▶ **DOCUMENT SEGMENT**:

After multiple investors in a crude-oil futures trading product sold by a major Chinese bank suffered huge losses due to the collapse in global oil prices earlier this week, a blame game has begun.
Some of the investors believe that Bank of China (BOC), one of the country’s four largest state-owned commercial lenders, should take responsibility for the losses due to design defects in its product and its flawed risk management. Up to now, the bank has not actually addressed such complaints.
Below are four things you ought to know about the news and the so-called paper crude futures in the spotlight, which Chinese banks and mom-and-pop investors both use to bet on global oil prices.
What’s paper crude?
The controversial BOC product, called “Yuan You Bao,” is a paper crude investment product aimed at domestic retail investors, who in China are generally barred from directly investing in crude futures traded in foreign markets.
The “paper” in paper crude means that there is no actual oil delivered in the end, unlike real crude futures. All these investors deal with is trading accounts provided by the bank.
BOC’s product provides investors with its paper crude futures, which are linked to foreign crude futures, including West Texas Intermediate (WTI) futures, a major benchmark for global oil prices traded on an exchange operated by American exchange giant CME Group.
A number of other major Chinese banks provide similar paper crude investment products, including Industrial and Commercial Bank of China and China Construction Bank, two more of the “Big Four” state-owned lenders.
Why did the losses occur?
Yuan You Bao’s May contracts for U.S. crude futures are all linked to the May WTI contract. On Monday, the WTI contract slumped into negative territory for the first time ever, settling at a record low of minus $37.63 per barrel.
That happened to be the day BOC had previously set for investors to settle their May American crude futures contracts, either by simply closing their positions or rolling over their investments — opening positions for June contracts while closing the May ones. In either case, investors with long positions had to take losses, according to the bank.
In one case earlier this week, an investor took a 9.2 million yuan ($1.3 million) loss on a 3.9 million yuan investment in one of BOC’s May contracts amid the oil price plunge, and ended up owing 5.3 million yuan to the bank, a screenshot of a transaction record circulating online showed.

▶ **DATA EXCERPTS**:
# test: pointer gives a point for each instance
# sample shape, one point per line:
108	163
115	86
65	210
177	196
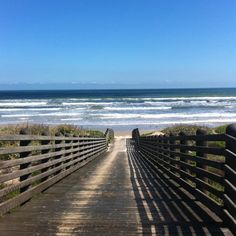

▶ **WHAT THIS EXERCISE ASKS**:
1. List every Chinese bank named in the paper crude article.
2. Reproduce verbatim the part of the paper crude article from "After multiple investors" up to and including "addressed such complaints.".

▶ **TASK-BY-TASK SOLUTIONS**:
1. Bank of China (BOC), Industrial and Commercial Bank of China, China Construction Bank

2.
After multiple investors in a crude-oil futures trading product sold by a major Chinese bank suffered huge losses due to the collapse in global oil prices earlier this week, a blame game has begun.
Some of the investors believe that Bank of China (BOC), one of the country’s four largest state-owned commercial lenders, should take responsibility for the losses due to design defects in its product and its flawed risk management. Up to now, the bank has not actually addressed such complaints.